═════ Selected extract

All through the evening, sellers of various wares were welcomed by the management and allowed to circulate among the customers. One such woman, elderly and missing some teeth, offered individually wrapped roses that men bought for the ladies. Another street peddler sold cigarettes and spent about three-quarters of an hour haggling with a prospective customer over the price of a carton of Marlboros (that were almost certainly counterfeit, explained a young woman who sat opposite me).

For dessert, I ordered an affogato al caffè, which I was told is Italian for "drowned in coffee." The dish consisted of a scoop of vanilla gelato ice cream with espresso and Amaretto liqueur poured over it. When I ordered a cappuccino to go with it, "Groucho" raised his eyebrows and directed a short speech in my direction. From the way his hands were moving, I suspected he was suggesting I leave the restaurant and go down the street for some reason. I turned to Stefano, a colleague who had been helping me out with my nonexistent Italian, for an explanation.

"He says that, for cappuccino, maybe you could go outside and down the street to the, eh, ospedale – hospital? – where the old people live and ask for some there now, but this ristaurante does not serve cappuccino so late in the day."

"Oh," I said, and then, to "Groucho," "Mi scusi. My error." I ordered an espresso, which was noted down approvingly.

Our group sat and socialized long after the last espresso was served, and I felt completely at home, despite my inability to express myself. We finally rose from the table at around midnight, and after numerous hugs and handshakes, dispersed along our separate ways.

If I ever go back to Milan, I'll be sure to call ahead for a reservation.

* * *

Week 20 voting ends Saturday, April 3, at 3 pm EDT. In addition to voting check boxes, the poll also provides links to everyone's entries. Your support is appreciated.

alexpgp: (Spaced Out)
It would appear my subconscious comes through in the clutch, because as I went to sleep last night, the only idea I had at all about how to handle this week's LJ Idol prompt was half-baked and ugly. When I woke up, a much better theme had suggested itself to me, which made it easier to write.

That was important today, because when I opened the 10,000 words due Friday, the word count turned out to be closer to 20,000, which highlights the fact that I've not been as diligent as I ought to be with verifying incoming assignments. No matter how good the client, gaffes like this have to be caught and cleared up immediately. As it turns out, though I've been given an extension until COB next Wednesday, a bunch of rush items overwhelmed my inbox throughout the day.

══════════
═════ Entries supplied

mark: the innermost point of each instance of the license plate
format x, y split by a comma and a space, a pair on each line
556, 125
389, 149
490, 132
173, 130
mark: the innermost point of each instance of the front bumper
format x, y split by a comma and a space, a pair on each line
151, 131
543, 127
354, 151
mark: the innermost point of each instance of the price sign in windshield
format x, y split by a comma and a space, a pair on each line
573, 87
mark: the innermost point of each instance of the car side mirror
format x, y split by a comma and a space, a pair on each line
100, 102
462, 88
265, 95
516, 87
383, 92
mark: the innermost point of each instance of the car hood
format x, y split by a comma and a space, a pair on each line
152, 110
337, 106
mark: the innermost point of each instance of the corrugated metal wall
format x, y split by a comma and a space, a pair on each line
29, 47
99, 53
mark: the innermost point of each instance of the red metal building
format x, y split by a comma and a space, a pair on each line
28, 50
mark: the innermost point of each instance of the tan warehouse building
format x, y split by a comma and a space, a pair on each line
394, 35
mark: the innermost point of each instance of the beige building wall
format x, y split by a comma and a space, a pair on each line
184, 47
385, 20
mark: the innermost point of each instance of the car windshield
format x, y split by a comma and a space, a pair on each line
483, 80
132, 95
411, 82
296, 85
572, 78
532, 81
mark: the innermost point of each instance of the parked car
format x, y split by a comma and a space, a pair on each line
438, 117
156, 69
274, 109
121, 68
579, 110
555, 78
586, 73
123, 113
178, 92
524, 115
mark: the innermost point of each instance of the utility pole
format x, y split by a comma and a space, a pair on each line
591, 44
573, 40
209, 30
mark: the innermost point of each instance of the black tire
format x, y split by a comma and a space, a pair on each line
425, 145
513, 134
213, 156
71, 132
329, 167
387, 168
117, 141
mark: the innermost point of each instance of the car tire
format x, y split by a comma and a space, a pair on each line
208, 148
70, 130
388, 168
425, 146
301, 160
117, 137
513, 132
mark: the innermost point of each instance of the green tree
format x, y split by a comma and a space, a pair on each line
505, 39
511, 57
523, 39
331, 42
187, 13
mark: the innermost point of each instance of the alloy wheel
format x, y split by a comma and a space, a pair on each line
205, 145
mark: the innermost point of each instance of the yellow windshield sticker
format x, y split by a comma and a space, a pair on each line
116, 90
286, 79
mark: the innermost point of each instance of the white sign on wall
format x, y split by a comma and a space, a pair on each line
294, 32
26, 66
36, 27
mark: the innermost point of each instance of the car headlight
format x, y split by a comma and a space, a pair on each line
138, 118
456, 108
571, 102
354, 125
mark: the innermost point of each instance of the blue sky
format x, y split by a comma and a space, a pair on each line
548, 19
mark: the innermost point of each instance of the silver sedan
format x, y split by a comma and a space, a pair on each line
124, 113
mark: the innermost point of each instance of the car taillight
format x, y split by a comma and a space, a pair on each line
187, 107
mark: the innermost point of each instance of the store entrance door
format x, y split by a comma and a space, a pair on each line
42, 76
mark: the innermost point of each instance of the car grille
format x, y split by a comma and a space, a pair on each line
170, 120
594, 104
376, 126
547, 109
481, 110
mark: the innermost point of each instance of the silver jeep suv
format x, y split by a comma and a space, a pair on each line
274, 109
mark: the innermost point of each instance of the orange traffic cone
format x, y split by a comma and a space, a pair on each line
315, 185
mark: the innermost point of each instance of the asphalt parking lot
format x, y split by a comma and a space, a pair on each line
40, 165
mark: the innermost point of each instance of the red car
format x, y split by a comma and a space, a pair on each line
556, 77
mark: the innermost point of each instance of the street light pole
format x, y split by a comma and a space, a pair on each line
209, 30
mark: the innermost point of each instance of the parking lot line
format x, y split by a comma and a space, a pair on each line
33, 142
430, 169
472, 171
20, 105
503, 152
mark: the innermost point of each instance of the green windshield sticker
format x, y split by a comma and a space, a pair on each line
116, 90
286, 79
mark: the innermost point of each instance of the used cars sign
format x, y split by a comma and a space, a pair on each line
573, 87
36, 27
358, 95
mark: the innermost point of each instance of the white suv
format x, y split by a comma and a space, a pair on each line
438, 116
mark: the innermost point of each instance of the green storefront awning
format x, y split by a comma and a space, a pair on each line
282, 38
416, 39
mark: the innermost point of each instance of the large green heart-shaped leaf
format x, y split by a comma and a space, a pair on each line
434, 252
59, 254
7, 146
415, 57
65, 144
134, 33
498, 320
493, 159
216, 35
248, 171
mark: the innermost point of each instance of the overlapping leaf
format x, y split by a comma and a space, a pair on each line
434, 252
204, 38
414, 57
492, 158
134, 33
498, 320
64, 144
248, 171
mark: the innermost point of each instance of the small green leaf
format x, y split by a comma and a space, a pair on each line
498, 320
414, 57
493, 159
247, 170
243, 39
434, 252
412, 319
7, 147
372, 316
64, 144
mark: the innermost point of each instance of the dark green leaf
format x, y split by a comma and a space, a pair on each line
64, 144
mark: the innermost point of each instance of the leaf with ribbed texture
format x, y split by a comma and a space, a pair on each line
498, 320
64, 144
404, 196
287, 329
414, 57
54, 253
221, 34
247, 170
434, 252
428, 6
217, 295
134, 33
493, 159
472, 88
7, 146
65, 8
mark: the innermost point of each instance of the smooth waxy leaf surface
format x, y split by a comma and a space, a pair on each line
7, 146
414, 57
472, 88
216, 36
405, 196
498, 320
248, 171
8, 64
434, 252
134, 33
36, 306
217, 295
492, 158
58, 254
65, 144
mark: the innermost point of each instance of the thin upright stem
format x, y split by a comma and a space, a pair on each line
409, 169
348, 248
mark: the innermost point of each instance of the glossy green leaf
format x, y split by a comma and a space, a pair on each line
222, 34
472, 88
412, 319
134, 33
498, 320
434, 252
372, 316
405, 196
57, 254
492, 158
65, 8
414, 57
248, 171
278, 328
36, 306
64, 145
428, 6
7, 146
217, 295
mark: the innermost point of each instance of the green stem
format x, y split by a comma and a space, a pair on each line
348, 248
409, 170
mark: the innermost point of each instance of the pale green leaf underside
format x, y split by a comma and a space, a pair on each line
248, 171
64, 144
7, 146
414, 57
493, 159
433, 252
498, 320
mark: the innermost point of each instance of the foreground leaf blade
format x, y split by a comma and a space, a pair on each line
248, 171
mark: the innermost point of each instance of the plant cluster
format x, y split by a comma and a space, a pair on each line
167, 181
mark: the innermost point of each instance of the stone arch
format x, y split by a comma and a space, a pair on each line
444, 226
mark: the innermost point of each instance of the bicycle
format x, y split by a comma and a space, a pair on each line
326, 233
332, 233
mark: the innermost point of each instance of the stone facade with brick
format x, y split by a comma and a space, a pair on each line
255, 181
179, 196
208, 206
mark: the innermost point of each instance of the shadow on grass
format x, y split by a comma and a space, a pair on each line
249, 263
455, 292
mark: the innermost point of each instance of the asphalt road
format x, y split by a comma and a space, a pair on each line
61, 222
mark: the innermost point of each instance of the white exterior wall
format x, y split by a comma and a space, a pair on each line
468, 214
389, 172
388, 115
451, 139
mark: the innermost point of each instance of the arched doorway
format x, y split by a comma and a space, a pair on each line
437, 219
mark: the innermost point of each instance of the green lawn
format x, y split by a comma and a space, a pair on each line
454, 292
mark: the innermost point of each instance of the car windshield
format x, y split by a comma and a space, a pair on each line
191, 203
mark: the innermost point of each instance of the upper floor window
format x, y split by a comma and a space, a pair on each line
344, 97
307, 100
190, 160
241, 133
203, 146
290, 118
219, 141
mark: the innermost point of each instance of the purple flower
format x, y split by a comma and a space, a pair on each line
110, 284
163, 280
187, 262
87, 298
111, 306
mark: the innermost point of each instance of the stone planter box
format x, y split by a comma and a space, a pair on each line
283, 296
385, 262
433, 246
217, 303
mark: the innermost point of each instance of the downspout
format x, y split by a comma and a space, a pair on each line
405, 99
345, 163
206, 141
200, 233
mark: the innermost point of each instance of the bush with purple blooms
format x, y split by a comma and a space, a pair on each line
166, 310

══════════

## Activities
1. Return the part of the blog excerpt from "If I ever go" to "support is appreciated.".
2. In the blog excerpt, what was poured over the scoop of vanilla gelato in the affogato al caffè?
The rows have nothing to do with these tasks.

## Task results
1.
If I ever go back to Milan, I'll be sure to call ahead for a reservation.

* * *

Week 20 voting ends Saturday, April 3, at 3 pm EDT. In addition to voting check boxes, the poll also provides links to everyone's entries. Your support is appreciated.

2. Espresso and Amaretto liqueur.